▶ Do this: In the records below, how many lines contain the word "truck"? Give only the number.

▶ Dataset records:
+++

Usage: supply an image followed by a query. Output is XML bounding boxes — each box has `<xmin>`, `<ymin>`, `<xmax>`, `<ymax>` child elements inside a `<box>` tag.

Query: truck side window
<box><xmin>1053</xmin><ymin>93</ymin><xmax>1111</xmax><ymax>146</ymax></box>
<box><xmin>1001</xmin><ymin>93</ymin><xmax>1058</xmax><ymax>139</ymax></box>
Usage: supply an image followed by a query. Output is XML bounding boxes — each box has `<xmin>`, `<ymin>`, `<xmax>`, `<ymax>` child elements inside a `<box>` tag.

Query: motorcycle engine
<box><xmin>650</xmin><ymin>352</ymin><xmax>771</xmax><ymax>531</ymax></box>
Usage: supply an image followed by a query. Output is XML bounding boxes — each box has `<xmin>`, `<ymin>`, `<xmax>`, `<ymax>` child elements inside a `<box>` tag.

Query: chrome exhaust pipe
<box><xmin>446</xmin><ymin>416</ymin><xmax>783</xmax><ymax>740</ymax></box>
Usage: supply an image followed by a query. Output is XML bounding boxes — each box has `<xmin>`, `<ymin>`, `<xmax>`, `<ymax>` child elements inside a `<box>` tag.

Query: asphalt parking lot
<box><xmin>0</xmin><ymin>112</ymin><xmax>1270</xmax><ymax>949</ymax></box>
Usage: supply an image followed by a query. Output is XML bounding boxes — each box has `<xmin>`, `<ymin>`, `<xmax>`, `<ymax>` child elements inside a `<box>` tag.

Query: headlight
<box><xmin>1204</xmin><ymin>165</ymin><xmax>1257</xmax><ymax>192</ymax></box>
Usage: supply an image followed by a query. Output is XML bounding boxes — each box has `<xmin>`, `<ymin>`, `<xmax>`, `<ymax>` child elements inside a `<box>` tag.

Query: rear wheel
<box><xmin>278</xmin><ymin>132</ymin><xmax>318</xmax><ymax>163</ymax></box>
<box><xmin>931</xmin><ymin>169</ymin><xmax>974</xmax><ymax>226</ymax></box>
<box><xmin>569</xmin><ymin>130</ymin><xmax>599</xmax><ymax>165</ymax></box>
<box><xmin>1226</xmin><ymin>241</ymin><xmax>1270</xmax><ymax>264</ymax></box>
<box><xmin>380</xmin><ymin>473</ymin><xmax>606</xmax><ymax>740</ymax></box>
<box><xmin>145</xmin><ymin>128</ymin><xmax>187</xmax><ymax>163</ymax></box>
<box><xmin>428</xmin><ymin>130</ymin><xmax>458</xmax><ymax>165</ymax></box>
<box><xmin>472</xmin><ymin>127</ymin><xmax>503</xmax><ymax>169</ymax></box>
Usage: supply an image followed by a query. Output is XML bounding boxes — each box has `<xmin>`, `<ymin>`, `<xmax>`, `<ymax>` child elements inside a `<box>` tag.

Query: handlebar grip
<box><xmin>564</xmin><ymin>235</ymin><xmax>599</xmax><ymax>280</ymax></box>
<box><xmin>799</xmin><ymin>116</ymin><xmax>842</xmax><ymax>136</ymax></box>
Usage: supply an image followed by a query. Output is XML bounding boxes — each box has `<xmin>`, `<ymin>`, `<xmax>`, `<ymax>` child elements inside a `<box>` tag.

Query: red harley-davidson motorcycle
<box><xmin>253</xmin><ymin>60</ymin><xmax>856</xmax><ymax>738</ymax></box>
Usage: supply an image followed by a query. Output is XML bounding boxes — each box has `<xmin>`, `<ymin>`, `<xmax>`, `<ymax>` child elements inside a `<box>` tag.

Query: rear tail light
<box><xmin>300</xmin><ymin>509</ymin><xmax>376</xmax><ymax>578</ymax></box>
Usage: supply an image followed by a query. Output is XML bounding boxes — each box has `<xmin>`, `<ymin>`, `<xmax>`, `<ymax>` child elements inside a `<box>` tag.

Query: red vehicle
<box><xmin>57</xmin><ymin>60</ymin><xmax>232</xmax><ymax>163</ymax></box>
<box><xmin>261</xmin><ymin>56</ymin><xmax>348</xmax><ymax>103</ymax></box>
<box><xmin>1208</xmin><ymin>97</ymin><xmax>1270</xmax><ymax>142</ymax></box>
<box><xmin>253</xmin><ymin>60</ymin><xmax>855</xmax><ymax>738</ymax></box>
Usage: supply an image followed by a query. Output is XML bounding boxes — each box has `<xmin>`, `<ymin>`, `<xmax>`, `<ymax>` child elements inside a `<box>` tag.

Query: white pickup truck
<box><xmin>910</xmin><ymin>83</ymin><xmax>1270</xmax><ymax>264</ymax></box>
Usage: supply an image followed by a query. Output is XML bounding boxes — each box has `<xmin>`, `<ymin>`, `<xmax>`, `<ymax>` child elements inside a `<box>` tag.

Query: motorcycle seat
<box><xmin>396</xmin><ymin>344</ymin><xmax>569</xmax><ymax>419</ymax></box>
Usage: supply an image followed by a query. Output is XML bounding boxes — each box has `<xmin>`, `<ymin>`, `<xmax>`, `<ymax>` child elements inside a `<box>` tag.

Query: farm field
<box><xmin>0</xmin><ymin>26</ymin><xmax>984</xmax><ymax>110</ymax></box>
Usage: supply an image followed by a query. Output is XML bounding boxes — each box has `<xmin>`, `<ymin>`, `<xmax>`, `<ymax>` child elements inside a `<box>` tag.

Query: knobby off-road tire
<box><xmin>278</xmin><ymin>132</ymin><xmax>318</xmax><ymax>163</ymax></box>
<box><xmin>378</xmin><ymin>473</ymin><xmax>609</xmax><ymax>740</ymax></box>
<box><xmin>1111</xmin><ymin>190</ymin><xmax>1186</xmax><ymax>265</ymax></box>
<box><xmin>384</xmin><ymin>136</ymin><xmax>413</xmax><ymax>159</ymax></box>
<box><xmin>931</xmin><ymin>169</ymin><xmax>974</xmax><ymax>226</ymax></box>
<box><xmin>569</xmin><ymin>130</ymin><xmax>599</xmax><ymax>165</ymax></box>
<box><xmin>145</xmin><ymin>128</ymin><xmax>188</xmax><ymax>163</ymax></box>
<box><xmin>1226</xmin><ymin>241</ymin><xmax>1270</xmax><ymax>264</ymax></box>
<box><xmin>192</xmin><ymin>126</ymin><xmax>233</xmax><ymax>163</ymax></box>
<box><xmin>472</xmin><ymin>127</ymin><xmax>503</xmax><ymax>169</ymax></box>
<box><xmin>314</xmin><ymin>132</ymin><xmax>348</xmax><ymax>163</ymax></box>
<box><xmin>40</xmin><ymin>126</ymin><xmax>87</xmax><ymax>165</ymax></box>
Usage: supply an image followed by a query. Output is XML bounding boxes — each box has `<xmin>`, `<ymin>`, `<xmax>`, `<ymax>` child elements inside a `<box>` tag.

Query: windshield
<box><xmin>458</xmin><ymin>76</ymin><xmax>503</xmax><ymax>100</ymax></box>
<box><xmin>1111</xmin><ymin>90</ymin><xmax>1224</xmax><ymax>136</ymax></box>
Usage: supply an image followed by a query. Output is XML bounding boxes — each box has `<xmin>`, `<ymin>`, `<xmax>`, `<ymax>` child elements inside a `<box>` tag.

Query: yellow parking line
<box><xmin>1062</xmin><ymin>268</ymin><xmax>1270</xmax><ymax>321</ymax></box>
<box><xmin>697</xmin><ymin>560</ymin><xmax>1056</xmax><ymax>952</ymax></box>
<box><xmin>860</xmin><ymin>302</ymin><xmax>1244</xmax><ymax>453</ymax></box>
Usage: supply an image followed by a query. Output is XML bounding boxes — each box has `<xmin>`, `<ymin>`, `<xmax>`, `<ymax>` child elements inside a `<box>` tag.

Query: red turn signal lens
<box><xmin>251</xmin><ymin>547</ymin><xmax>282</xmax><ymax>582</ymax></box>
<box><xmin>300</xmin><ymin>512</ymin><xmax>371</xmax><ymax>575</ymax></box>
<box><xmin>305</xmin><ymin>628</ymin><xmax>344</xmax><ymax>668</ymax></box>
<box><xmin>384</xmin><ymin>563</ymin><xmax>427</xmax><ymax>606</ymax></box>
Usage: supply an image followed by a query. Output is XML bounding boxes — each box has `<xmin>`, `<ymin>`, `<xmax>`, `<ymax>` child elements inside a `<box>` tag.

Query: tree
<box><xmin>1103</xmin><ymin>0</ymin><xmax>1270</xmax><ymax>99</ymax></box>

+++

▶ Answer in full: 2